● **Source records**:

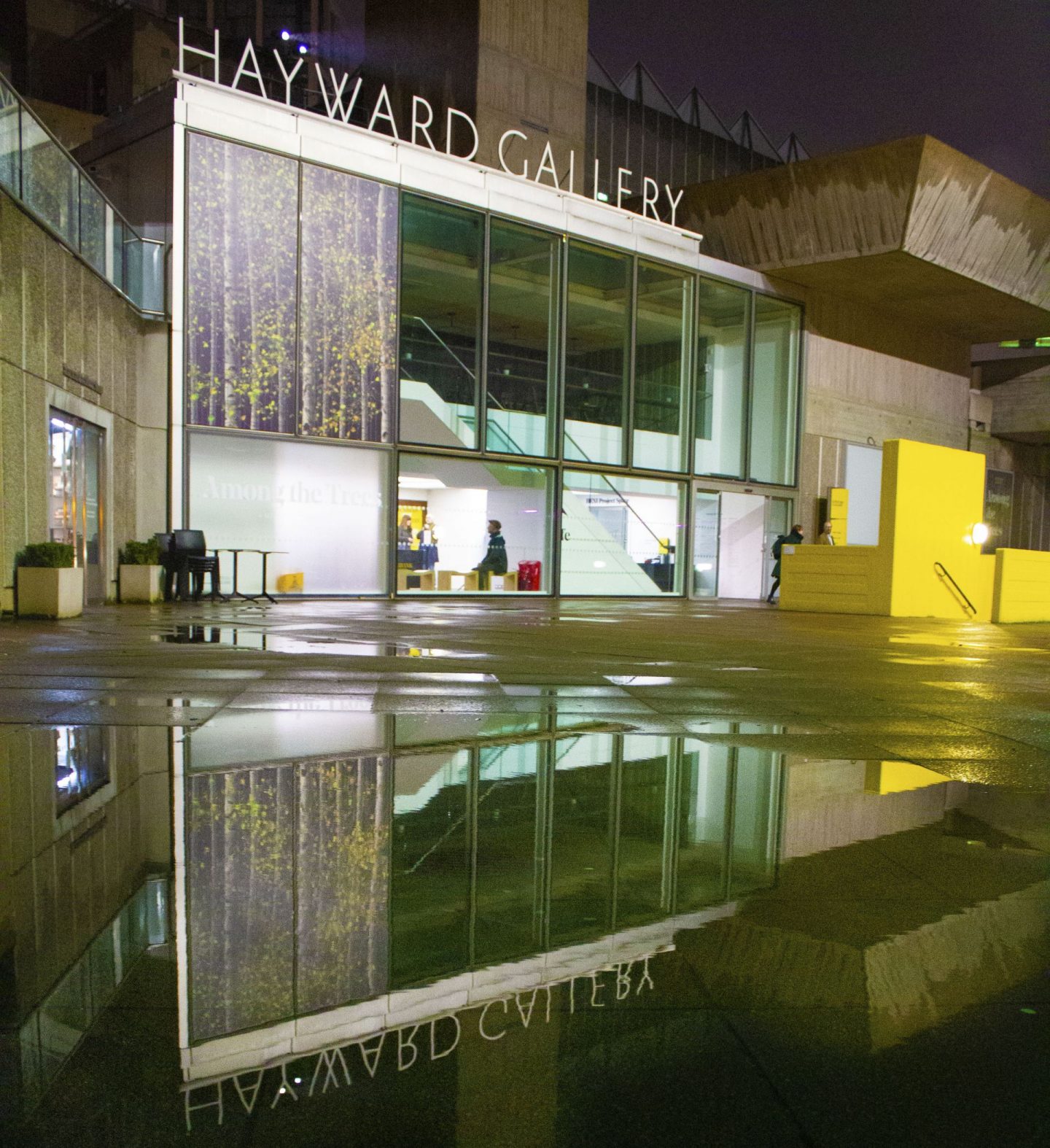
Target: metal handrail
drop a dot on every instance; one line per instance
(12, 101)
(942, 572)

--

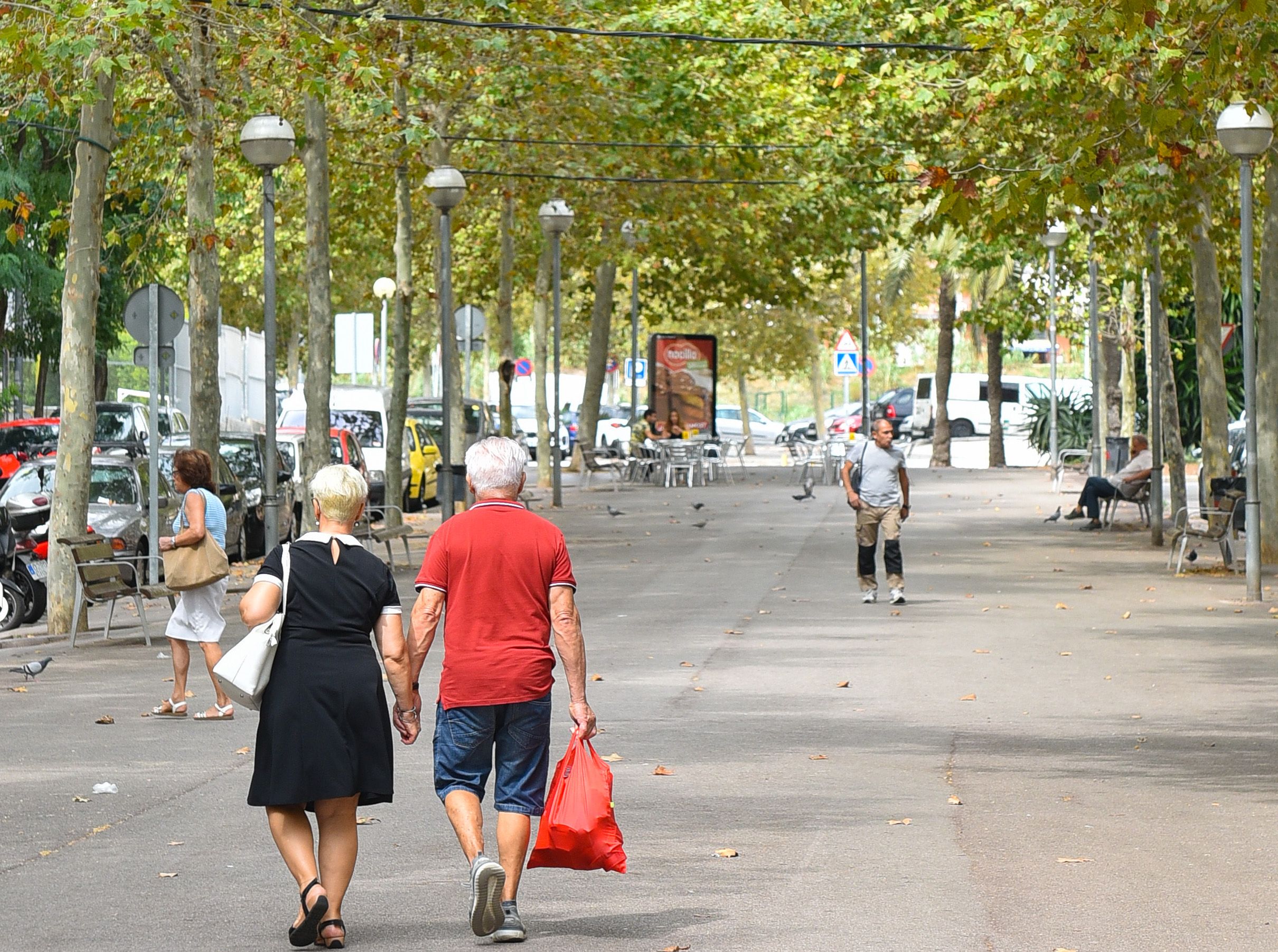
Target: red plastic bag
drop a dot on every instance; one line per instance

● **Do this**:
Report how many lines of the records above contain the word "Target". Give only the number.

● **Complete answer**:
2